Mengapa Kita Membutuhkan Teori Marxis?
Butuh teori?
Untuk apa? Kita tahu ada krisis. Kita tahu kita dirampok oleh majikan-majikan
kita. Kita tahu kita semua marah. Kita tahu kita membutuhkan sosialisme. Lalu
apa? Teori? Teori adalah jatahnya kaum intelektual semata!
Saudara sering
mendengar kata-kata seperti itu baik dari kaum sosialis militan maupun kaum
serikat buruh. Ironis. Sebab pandangan-pandangan seperti itu sangat didukung oleh
kaum anti-sosialis. Sebabnya jelas, mereka berupaya memberi kesan bahwa
Marxisme adalah sebuah ajaran yang tidak jelas, rumit, dan membosankan. Kata
mereka, idea-idea sosialis itu “abstrak”. Mungkin saja idea-idea itu benar
dalam teori, tetapi dalam kehidupan nyata … akal sehat memberitahu kita sesuatu
yang berbeda sama sekali!
Ada problem
dengan argumen-argumen tersebut: orang-orang yang mengemukakannya biasanya
memiliki suatu “teori” tertentu. Ya, teori mereka sendiri. Bahkan sekalipun
misalnya mereka menolak untuk mengakuinya! Ajukanlah kepada mereka pertanyaan
tentang masyarakat, dan mereka akan berusaha menjawabnya dengan generalisasi
yang ini atau yang itu. Contohnya:
“Menurut
kodratnya, manusia itu serakah.”
“Siapapun dapat
mencapai puncak jika berusaha cukup keras.”
“Bila bukan
karena orang kaya, tidak akan ada uang, tidak akan ada pula lapangan pekerjaan
untuk sebagian besar dari kita.”
“Bila saja kita
dapat mendidik para pekerja, masyarakat akan berubah.”
“Kemerosotan
moral telah membuat negeri kita jadi runyam seperti ini.”
========================================
Kutiplah tanpa perubahan bagian teks tentang teori Marxis yang dibuka dengan kata-kata "Mengapa Kita Membutuhkan" dan ditutup dengan "berbeda sama sekali!".
========================================
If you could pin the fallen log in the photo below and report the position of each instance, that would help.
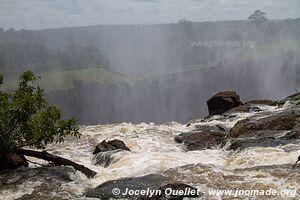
(56, 160)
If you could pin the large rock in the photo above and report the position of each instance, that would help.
(107, 151)
(10, 161)
(274, 130)
(279, 121)
(110, 146)
(203, 137)
(222, 102)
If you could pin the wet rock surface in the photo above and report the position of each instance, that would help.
(106, 151)
(203, 137)
(222, 102)
(10, 161)
(273, 130)
(110, 145)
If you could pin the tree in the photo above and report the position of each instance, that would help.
(26, 120)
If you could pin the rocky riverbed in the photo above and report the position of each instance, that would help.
(248, 146)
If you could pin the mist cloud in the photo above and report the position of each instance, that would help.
========================================
HASIL:
Mengapa Kita Membutuhkan Teori Marxis?
Butuh teori?
Untuk apa? Kita tahu ada krisis. Kita tahu kita dirampok oleh majikan-majikan
kita. Kita tahu kita semua marah. Kita tahu kita membutuhkan sosialisme. Lalu
apa? Teori? Teori adalah jatahnya kaum intelektual semata!
Saudara sering
mendengar kata-kata seperti itu baik dari kaum sosialis militan maupun kaum
serikat buruh. Ironis. Sebab pandangan-pandangan seperti itu sangat didukung oleh
kaum anti-sosialis. Sebabnya jelas, mereka berupaya memberi kesan bahwa
Marxisme adalah sebuah ajaran yang tidak jelas, rumit, dan membosankan. Kata
mereka, idea-idea sosialis itu “abstrak”. Mungkin saja idea-idea itu benar
dalam teori, tetapi dalam kehidupan nyata … akal sehat memberitahu kita sesuatu
yang berbeda sama sekali!